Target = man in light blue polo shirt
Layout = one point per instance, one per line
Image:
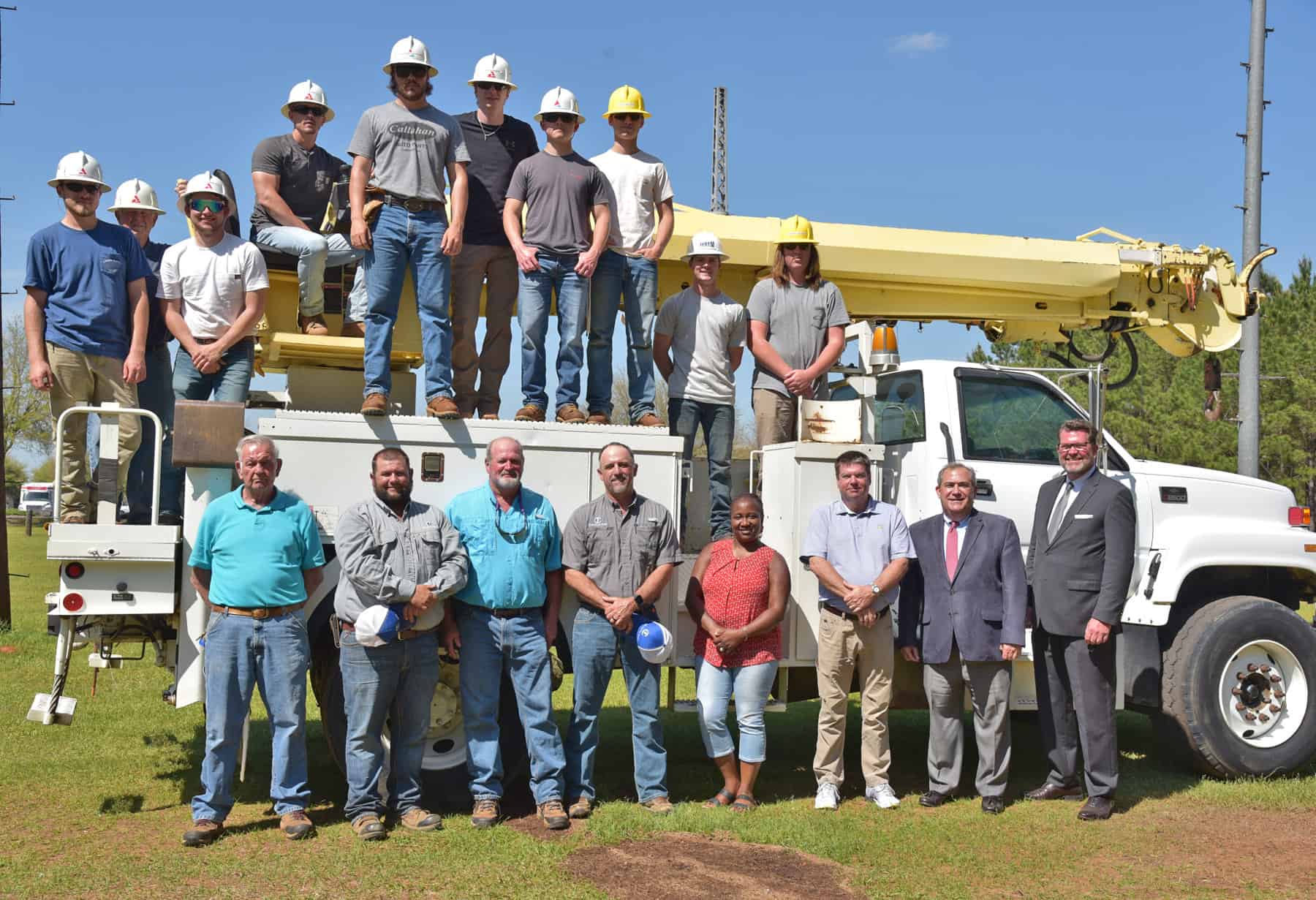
(256, 559)
(506, 620)
(860, 549)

= = = =

Task item: Output all of the listing above, exactly as given, but without its pictures.

Answer for the task:
Target = man in light blue polo shirt
Layout = one point per instance, one per line
Image:
(256, 559)
(506, 620)
(860, 549)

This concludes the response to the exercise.